[PASSAGE SHOWN Boundary: Start]

Three Bachelor's Degree Project Presentations in Mathematics

Time: 10.15 - 11.00
Student: Axel Olsson
Title: Extending the Least Squares Monte Carlo Method for American Options with Discrete Dividends

Abstarct: This thesis develops an extension of the Least Squares Monte Carlo algorithm to price American‐style options on assets with discrete dividends. Two extra exercise dates, immediately before and after each dividend, are inserted into the original time grid. Detailed mathematical derivations and a practical code solution are presented. Numerical experiments show pricing errors below 0.2 % for puts and 1 % for calls versus chosen benchmarks.

Optimization techniques are presented and implemented to reduce the algorithm’s runtime, but it still remains far slower than the competitive benchmark.

[PASSAGE SHOWN Boundary: End]

▶ _WORK TASK_
Repeat word for word the portion of the presentation announcement between "Three Bachelor's Degree" and "the competitive benchmark.", inclusive.

[RECORDED INFORMATION Boundary: Start]

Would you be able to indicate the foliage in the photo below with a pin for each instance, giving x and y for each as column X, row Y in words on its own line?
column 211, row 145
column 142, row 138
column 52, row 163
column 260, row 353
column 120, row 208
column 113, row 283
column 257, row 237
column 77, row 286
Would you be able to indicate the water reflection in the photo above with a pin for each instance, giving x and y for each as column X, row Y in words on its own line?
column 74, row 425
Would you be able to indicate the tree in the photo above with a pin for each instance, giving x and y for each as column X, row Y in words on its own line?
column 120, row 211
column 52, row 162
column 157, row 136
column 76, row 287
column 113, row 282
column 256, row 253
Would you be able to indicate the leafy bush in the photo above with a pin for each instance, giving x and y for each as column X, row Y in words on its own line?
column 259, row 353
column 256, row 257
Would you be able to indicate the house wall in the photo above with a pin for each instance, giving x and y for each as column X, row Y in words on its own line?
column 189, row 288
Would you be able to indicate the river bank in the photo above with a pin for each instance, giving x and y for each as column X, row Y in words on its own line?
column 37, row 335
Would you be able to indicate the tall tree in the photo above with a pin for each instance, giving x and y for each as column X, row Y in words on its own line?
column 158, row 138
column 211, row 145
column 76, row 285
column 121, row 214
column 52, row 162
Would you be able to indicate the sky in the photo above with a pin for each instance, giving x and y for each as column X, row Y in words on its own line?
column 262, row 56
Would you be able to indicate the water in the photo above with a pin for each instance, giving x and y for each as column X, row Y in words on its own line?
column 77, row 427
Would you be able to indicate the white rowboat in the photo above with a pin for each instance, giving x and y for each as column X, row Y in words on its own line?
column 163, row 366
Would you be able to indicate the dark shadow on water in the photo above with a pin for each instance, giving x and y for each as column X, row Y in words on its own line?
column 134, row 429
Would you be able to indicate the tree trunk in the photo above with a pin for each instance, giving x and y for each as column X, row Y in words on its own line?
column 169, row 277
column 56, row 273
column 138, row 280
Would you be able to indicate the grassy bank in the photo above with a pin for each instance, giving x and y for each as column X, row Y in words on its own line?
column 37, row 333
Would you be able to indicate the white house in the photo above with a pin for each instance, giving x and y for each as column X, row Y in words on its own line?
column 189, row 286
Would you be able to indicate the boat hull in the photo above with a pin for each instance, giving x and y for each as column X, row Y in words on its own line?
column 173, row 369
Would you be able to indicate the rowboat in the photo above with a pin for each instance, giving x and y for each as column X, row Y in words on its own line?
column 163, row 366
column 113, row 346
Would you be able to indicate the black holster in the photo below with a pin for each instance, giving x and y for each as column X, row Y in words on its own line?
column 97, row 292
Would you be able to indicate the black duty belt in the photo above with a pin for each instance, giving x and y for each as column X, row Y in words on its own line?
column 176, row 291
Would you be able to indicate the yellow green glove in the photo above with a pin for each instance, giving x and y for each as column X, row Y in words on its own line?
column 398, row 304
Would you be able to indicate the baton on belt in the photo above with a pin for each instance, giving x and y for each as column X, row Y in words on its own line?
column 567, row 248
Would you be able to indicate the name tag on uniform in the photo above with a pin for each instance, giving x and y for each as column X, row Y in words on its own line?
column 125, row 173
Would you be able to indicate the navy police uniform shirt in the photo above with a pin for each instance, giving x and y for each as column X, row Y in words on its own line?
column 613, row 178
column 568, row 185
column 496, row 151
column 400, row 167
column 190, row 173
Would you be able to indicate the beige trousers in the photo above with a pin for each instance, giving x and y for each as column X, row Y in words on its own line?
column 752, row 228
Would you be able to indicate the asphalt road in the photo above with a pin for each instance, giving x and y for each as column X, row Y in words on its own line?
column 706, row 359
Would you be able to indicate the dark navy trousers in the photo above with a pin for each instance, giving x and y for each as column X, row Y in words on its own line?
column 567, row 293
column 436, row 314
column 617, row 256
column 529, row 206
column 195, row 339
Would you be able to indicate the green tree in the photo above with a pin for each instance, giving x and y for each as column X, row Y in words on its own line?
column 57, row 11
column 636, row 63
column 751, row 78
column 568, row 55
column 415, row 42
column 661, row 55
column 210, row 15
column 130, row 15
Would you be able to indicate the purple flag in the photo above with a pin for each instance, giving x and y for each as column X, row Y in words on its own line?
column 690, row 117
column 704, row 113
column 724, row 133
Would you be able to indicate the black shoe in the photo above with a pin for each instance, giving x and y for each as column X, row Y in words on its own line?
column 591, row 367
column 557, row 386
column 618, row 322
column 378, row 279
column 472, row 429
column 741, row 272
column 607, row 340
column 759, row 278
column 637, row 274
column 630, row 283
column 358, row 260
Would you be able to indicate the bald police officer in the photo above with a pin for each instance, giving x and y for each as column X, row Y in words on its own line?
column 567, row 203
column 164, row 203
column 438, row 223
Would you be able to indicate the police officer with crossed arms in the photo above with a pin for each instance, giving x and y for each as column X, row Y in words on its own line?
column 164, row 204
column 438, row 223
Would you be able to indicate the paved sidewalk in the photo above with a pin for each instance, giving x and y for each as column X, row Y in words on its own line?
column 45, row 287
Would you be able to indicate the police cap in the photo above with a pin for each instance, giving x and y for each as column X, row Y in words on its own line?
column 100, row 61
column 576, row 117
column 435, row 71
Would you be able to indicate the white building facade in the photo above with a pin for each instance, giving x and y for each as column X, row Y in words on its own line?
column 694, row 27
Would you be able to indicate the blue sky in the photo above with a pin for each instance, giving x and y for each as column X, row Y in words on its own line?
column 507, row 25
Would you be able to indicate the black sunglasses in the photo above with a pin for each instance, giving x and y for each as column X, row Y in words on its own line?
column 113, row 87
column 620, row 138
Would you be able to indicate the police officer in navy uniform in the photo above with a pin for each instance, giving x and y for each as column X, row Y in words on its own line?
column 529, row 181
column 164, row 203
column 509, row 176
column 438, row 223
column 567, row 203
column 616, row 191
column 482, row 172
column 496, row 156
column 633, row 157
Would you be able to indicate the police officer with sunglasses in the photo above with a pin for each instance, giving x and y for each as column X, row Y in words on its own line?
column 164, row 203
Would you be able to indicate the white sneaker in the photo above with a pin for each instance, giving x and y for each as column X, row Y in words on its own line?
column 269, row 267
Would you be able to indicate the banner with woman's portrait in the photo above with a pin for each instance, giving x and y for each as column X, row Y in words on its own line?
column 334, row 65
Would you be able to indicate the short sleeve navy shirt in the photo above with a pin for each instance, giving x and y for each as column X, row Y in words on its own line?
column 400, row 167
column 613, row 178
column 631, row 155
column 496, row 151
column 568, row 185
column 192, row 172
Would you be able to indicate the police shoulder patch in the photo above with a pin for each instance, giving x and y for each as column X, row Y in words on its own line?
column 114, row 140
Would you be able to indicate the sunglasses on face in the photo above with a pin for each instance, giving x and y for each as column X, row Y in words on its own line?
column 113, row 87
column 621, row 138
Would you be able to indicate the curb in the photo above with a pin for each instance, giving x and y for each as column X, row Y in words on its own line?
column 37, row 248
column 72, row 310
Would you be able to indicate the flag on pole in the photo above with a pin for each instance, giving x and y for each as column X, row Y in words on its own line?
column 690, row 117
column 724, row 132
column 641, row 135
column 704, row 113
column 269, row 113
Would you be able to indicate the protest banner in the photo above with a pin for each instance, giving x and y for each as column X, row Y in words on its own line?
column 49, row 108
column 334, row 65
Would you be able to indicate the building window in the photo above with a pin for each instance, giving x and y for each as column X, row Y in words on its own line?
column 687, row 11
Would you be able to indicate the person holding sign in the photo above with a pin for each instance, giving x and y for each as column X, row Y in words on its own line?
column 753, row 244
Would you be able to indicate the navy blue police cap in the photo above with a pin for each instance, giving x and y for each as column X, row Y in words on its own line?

[RECORDED INFORMATION Boundary: End]

▶ _WRITTEN ANSWER_
Three Bachelor's Degree Project Presentations in Mathematics

Time: 10.15 - 11.00
Student: Axel Olsson
Title: Extending the Least Squares Monte Carlo Method for American Options with Discrete Dividends

Abstarct: This thesis develops an extension of the Least Squares Monte Carlo algorithm to price American‐style options on assets with discrete dividends. Two extra exercise dates, immediately before and after each dividend, are inserted into the original time grid. Detailed mathematical derivations and a practical code solution are presented. Numerical experiments show pricing errors below 0.2 % for puts and 1 % for calls versus chosen benchmarks.

Optimization techniques are presented and implemented to reduce the algorithm’s runtime, but it still remains far slower than the competitive benchmark.